> [TASK GOAL]
Your answer must be an exact copy of the lines from the one containing "Pick out each instance of the tree foliage" through the last line of the records below, with no pictures; please include nothing else.

TASK DATA below:

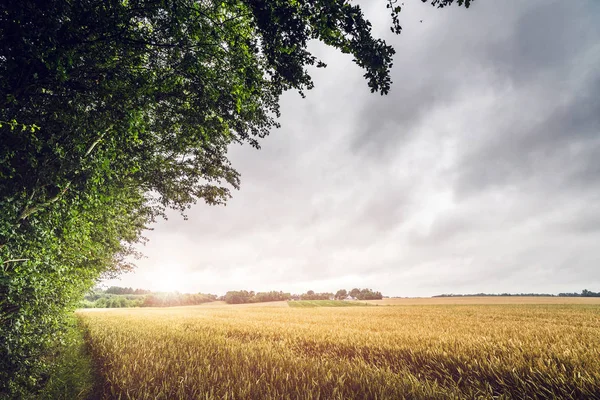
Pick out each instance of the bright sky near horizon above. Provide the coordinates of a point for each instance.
(479, 172)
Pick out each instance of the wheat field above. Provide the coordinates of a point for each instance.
(384, 352)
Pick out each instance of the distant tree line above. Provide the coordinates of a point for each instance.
(358, 294)
(118, 297)
(120, 290)
(245, 296)
(584, 293)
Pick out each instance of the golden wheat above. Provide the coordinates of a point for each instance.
(423, 352)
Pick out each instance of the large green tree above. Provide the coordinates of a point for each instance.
(113, 111)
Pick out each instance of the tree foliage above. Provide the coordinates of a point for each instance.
(113, 111)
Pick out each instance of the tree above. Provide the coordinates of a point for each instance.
(114, 111)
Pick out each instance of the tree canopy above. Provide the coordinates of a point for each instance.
(114, 111)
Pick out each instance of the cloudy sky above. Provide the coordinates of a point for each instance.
(479, 172)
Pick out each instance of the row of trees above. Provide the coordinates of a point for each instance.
(244, 296)
(584, 293)
(126, 290)
(118, 297)
(113, 112)
(358, 294)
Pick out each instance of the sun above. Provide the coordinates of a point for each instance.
(169, 278)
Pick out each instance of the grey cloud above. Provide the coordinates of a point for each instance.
(479, 172)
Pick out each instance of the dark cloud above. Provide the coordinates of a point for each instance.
(479, 172)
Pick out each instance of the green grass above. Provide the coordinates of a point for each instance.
(72, 376)
(326, 303)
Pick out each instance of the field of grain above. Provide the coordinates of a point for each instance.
(416, 352)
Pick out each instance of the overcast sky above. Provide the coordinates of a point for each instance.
(479, 172)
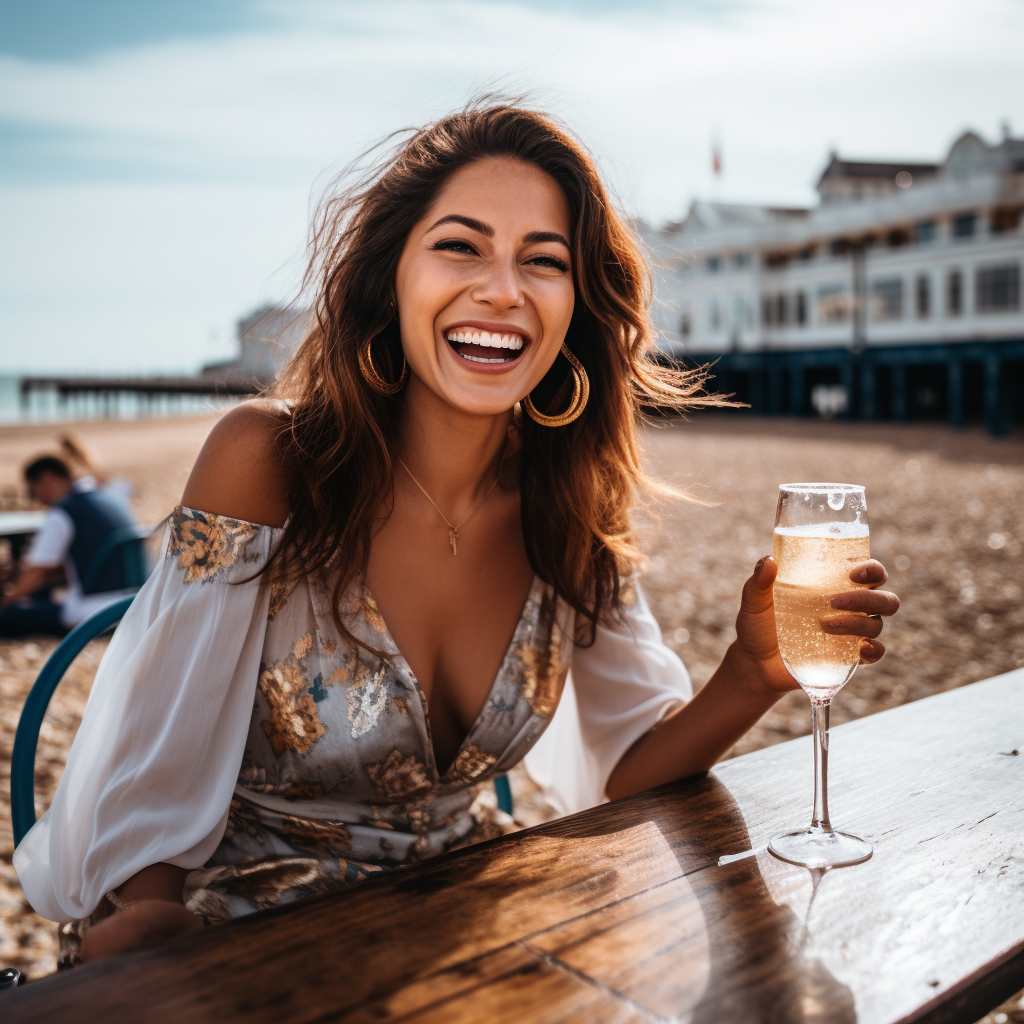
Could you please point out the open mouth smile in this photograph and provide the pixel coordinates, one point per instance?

End of TASK DATA.

> [RESPONSE]
Pick out each instance of the tree foliage above. Provide the coordinates of a point for each instance.
(113, 111)
Pick out each instance of the tree above. Provide the coordinates of a point for each instance.
(114, 111)
Pick out each instance of the tree canopy above. Provide the coordinates of a point for each instance.
(114, 111)
Pick out each instance of the cloudy sky above. Provide the coordinates of a point for each instance.
(479, 172)
Pick out each instance of the row of trees above. Provide the coordinates of a point for each instance.
(244, 296)
(584, 293)
(126, 290)
(118, 297)
(113, 112)
(358, 294)
Pick out each instance of the sun above. Provide the coordinates of a point for each instance.
(169, 278)
Pick out each instance of the grey cloud above. Provide the coordinates of a point for each instance.
(479, 172)
Pick out each instance of the dark cloud above. Provide the coordinates of a point for each instance.
(479, 172)
Pick out each instance of the green grass above. Provide the coordinates of a point for each instance.
(72, 376)
(326, 303)
Pick out each instance of the field of grain above. Provide the coordinates of a point for each instance.
(416, 352)
Pick out each instance of the overcast sky above. Provide the coordinates of a point for each instance.
(479, 172)
Could you please point out the open mouth smile in this photograph and provide the pixel coordinates, one point per instance?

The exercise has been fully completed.